Task brief
Give back every record below word for word, with the pictures omitted.

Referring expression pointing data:
- - -

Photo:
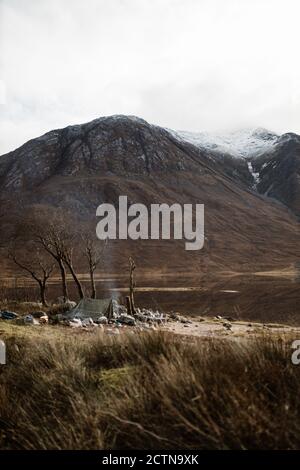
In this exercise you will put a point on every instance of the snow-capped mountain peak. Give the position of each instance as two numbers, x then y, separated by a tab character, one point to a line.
246	143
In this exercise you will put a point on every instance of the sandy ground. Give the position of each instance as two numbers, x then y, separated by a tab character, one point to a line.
225	329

- - -

Result
Photo:
In this exercise you will put a point on every instance of the snow-capped mountain peak. Give the position of each instance as two numbers, x then y, separated by a tab character, one point to a line.
246	143
In this exercise you will put a point on every instance of the sandy ground. Give the position of each instance as two numbers, x then y, separated by a tab character, one point to a line.
225	329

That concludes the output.